Artinya alasan yang dikemukakan terkesan mengada-ada. Pemerintah sendiri kesannya tidak mampu berbuat apa-apa untuk menyelesaikan permasalahan tarif ini. Kesan itu terlihat dari janji-janji untuk menurunkan tiket yang selalu disampaikan oleh Menhub namun tidak mampu direalisasikan.
Tanggal 11 Januari 2019, Menhub Budi Karya Sumadi memanggil para petinggi maskapai penerbangan guna membahas harga tiket pesawat yang dirasa masyarakat terlalu tinggi. Ketika itu menhub pun menjanjikan akan menertibkan dan menyelesaikannya dalam waktu 1-2 hari.
Tanggal 15 Februari 2019, Menhub mengaku telah menghubungi pihak Garuda Indonesia untuk mengoreksi harga-harga tiket yang menurutnya masih mahal. Menhub berharap, dengan diturunkannya harga tiket dari maskapai Garuda Indonesia Group juga akan memengaruhi turunnya harga tiket maskapai lain.
29 Maret 2019, alih-alih menurunkan harga tiket pesawat, Kementerian Perhubungan (Kemenhub) malah mengeluarkan aturan baru tentang tarif batas tiket pesawat dalam Peraturan Menteri Perhubungan Nomor 20 Tahun 2019. Dalam aturan itu, pemerintah bakal mengatur tata cara dan formulasi perhitungan tarif batas bawah (TBB) dalam tiket pesawat sebesar 35 persen dari tarif batas atas (TBA) sebesar 100 persen.

**ISI DATA**:

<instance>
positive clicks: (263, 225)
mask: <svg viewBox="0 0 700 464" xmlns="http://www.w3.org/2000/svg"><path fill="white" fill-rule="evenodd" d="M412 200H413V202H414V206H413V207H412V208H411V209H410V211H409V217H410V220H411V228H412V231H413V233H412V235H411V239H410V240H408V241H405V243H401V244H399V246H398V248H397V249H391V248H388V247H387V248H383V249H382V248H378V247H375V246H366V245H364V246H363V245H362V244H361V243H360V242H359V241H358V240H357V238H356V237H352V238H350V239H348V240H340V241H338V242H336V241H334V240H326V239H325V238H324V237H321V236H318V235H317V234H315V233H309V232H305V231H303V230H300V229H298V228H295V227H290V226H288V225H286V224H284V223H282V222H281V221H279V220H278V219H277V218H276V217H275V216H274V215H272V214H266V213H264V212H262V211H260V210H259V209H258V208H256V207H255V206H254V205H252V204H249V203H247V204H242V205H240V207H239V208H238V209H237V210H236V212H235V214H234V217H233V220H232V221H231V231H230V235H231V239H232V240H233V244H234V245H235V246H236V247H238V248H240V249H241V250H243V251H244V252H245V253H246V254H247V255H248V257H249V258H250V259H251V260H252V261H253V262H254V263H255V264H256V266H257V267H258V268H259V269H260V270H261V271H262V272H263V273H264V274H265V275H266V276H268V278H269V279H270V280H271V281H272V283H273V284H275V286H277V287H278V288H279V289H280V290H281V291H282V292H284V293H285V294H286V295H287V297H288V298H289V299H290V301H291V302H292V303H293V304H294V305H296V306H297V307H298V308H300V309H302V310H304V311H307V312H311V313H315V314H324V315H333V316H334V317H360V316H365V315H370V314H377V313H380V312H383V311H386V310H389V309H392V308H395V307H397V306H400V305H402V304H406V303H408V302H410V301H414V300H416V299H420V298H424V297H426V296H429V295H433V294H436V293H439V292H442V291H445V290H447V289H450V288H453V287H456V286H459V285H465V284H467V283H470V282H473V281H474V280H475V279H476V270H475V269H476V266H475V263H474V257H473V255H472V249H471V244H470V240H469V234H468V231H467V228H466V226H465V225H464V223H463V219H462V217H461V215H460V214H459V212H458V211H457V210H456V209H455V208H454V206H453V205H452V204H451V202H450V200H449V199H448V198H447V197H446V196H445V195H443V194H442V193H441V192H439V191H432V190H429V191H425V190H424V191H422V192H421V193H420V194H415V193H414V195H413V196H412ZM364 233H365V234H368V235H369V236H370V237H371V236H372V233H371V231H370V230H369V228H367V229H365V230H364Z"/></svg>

**DAFTAR KEGIATAN**:
#1 Ringkaslah teks tentang harga tiket pesawat dalam dua kalimat.
#2 Menurut teks tentang harga tiket pesawat, dalam berapa lama Menhub berjanji akan menertibkan dan menyelesaikan masalah harga tiket pada 11 Januari 2019?
#3 Kutiplah bagian teks tentang harga tiket pesawat yang dimulai dari kata-kata yang memuat "Artinya alasan yang" dan berhenti setelah "tiket maskapai lain.".

**KUMPULAN JAWABAN**:
#1 Pemerintah terkesan tidak mampu menyelesaikan masalah tarif karena janji Menhub untuk menurunkan harga tiket pesawat selalu disampaikan tetapi tidak mampu direalisasikan. Setelah Menhub memanggil petinggi maskapai pada 11 Januari 2019 dan menghubungi Garuda Indonesia pada 15 Februari 2019, Kemenhub justru mengeluarkan aturan baru tentang tarif batas tiket pesawat pada 29 Maret 2019.

#2 Dalam waktu 1-2 hari.

#3
Artinya alasan yang dikemukakan terkesan mengada-ada. Pemerintah sendiri kesannya tidak mampu berbuat apa-apa untuk menyelesaikan permasalahan tarif ini. Kesan itu terlihat dari janji-janji untuk menurunkan tiket yang selalu disampaikan oleh Menhub namun tidak mampu direalisasikan.
Tanggal 11 Januari 2019, Menhub Budi Karya Sumadi memanggil para petinggi maskapai penerbangan guna membahas harga tiket pesawat yang dirasa masyarakat terlalu tinggi. Ketika itu menhub pun menjanjikan akan menertibkan dan menyelesaikannya dalam waktu 1-2 hari.
Tanggal 15 Februari 2019, Menhub mengaku telah menghubungi pihak Garuda Indonesia untuk mengoreksi harga-harga tiket yang menurutnya masih mahal. Menhub berharap, dengan diturunkannya harga tiket dari maskapai Garuda Indonesia Group juga akan memengaruhi turunnya harga tiket maskapai lain.